Discussion in 'Great Skate Debate' started by Nikki Lee, Jan 31, 2013.

  1. lala

    lala Well-Known Member

    translating from his website: http://evgeni-plushenko.com/forum/viewtopic.php?f=3&t=6&start=2090

    Director of the clinic where Plushenko is being treated Igor Pyatigorski:

    Our clinic has a department specialized in sport trauma, so Evgeni Plushenko was advised to come to us for examination. During the examination, his physician, a surgeon, the one who is treating him, Dr. Ilya Pekarski (a very good man and a wonderful spinal surgeon) examined Evgeni, checked his MRI that the patient brought with him, ... checked his foot functioning, and recommended the surgery. His MRI clearly stated that his disk is destructed, his foot was weak. This means that the nerve is pinched, therefore the leg will be always weak and in pain.

    If it' just pain, we usually choose to treat with medication, injections, etc. But if the nerve is compressed, then we offer the surgery.

    When yesterday the operation began, he saw that the situation is actually much worse than it could have been predicted by MRI. It turned out that he had an old hernia (which he had treated several times, by the way) and a new hernia, the one that compresses the nerve. It is in the lumbosacral spine. This department is responsible for the strength of legs, and exactly there he had a hernia that was compressing the nerve. It was not only the pressure, but the disk was completely destroyed. It was destroyed to the point that there was the second hernia that was also pressing on the nerve. In such situation it was necessary to do the surgery.

    The operation was supposed to be for two hours, but in fact it lasted more than three. During the operation they removed the destructed disc and put the disc from the polymeric material. I got furious when today I read that the disk was plastic. In fact, it is a very complex polymer material, very strong, and it is no worse than our natural disk given us by God. So he replaced it completely, put the polymer material, moreover, he also put a dynamic silicone clamp. Why do we need that clamp- it's like a spring that took some certain function: since Evgeni's disk was worn out and we had to replace it with the artificial one, we had to keep the height of the spine that Zhenya had before the injury. So, with the new disk and the clamp we brought Evgeni's spine in its primary state, as if he was born just yesterday.

> Exercise 1:
In the account of Plushenko's surgery, why was a dynamic silicone clamp put in along with the new disk? Answer in one to three sentences.
> Exercise 2:
According to the account of Plushenko's surgery, how long did the operation actually last?
> Exercise 3:
Continue the account of Plushenko's surgery, starting after its last sentence.
The items that follow are separate material and have no connection to the account of Plushenko's surgery.

> Raw data:
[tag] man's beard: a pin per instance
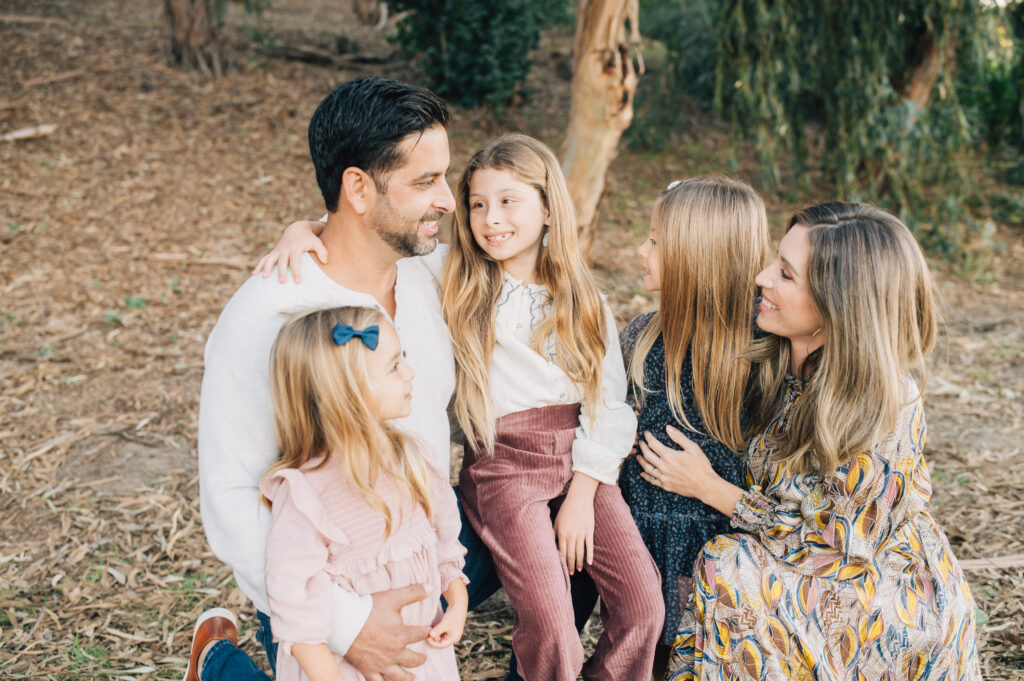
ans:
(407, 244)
...
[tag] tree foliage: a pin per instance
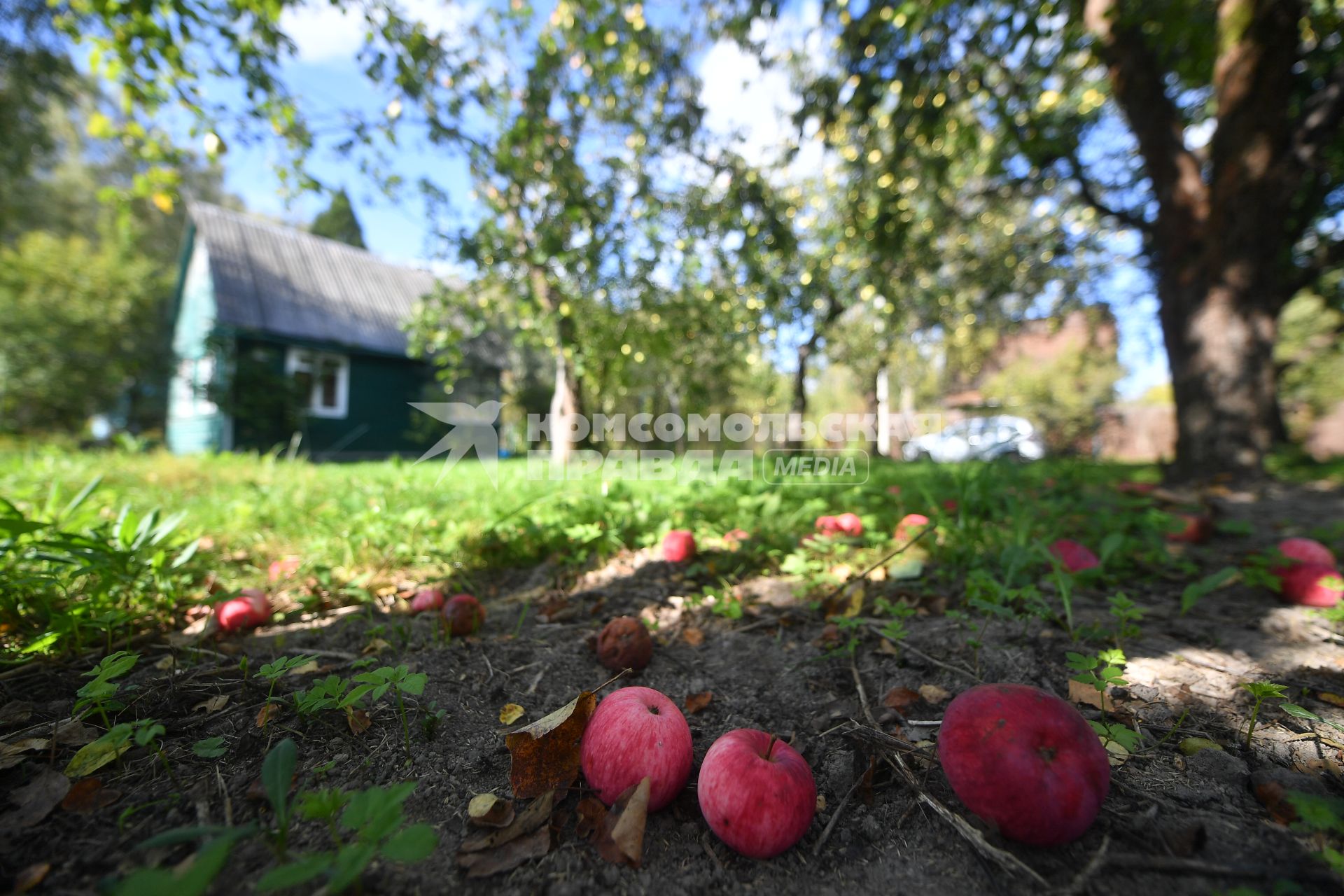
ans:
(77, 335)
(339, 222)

> Answer area 1:
Plushenko's own disk was worn out and had to be replaced with an artificial one, so the surgeons needed to keep the spine at the height it had before the injury. The clamp works like a spring that takes over that function and, with the new disk, returns the spine to its original state.

> Answer area 2:
It lasted more than three hours, although it was planned to take two.

> Answer area 3:
    Igor, please could you tell us how Eugene could skate on the ice, not mentioning his results and wins.

    We are all Russian people, Russian-speaking people, I do not need to quote what Doctor Pekarski said, I don't think newspapers will write that. We believe that even every day routine in the gym was hard, it was hard to live with such pain.

    How could Zhenya skate and achieve such success in the sport with his back condition? Well, I guess it is because he is not an average man, he is the Olympic champion. When you talk about these people, keep in mind that they are not ordinary people. Evgeni suffered too much, he basically lived on painkillers all the time. That was bad.

    When the initial examination was taking place (I again jump to the pre-op period), he almost did not feel his leg. This indicated that the nerve was pinched and it didn't give the full feeling, so, perhaps, ironically sometimes Evgeni felt less pain. But it also resulted in a weak foot, the foot wasn't strong enough. But last night after the surgery Doctor Pekarski told me: look, immediately after the surgery Evgeni felt the power in his toes - that's why Dc. Pekarski believes that the operation was successful. This means that the nerve is completely released. And after he is healed (his back - everything is on the screws there now), the pain will end and in 6-8 weeks Evgeni will be able to train. I think he will be able to fully realize that he is finally a healthy person. And to feel strength in the leg. He will feel much better and we hope that he will win the Sochi Olympics with honour!

    Is Evgeni the first figure skater who got the polymeric disk?

    Pyatigorski: I do not know. In our clinic Zhenya is indeed the first skater who went through this surgery. In fact, this is not some know-how, we have been using this method for five years. We had basketball players such as brothers Lavrinovichi, Smodis, ice-hockey players who went through such operations, they all have returned to their active sport career and playing now. In principle, this operation is not some top ones. Another thing is this particular one was quite a difficult thing because the disk was very badly damaged. This shows just how hard it was for him to skate. Now he's one hundred percent recovered, he now walk already!
    rfisher and (deleted member) like this.
  2. Iceman

    Iceman Well-Known Member

    "he basically lived on pain killers all the time". Hope he didn't become addicted. "One hundred percent recovered". I hope that is true but it is hard to believe.
  3. Willowway

    Willowway Well-Known Member

    Obviously the director of the clinic is not a physician - he's a good PR guy though. I am sure that the surgery went smoothly and that Evgeny's Dr. (who is clearly an expert in these things) hopes that there will be 100% function back over time. No doctor would ever say "100% recovered" right after surgery because there is no way they know that at this point. They do know that the surgery went well and they have no reason to think it will be other than successful. Now it's about time and patience and the ability of the body to heal.
    Last edited: Feb 4, 2013
  4. Glacier cat

    Glacier cat Member

  5. Ziggy

    Ziggy Well-Known Member

    And that's the thing. If he is to contend for the Olympic gold in Sochi, he will have to resume training as fast as possible. But in order to recover fully he needs time. It's one or the other. He can't both have the cake and eat it.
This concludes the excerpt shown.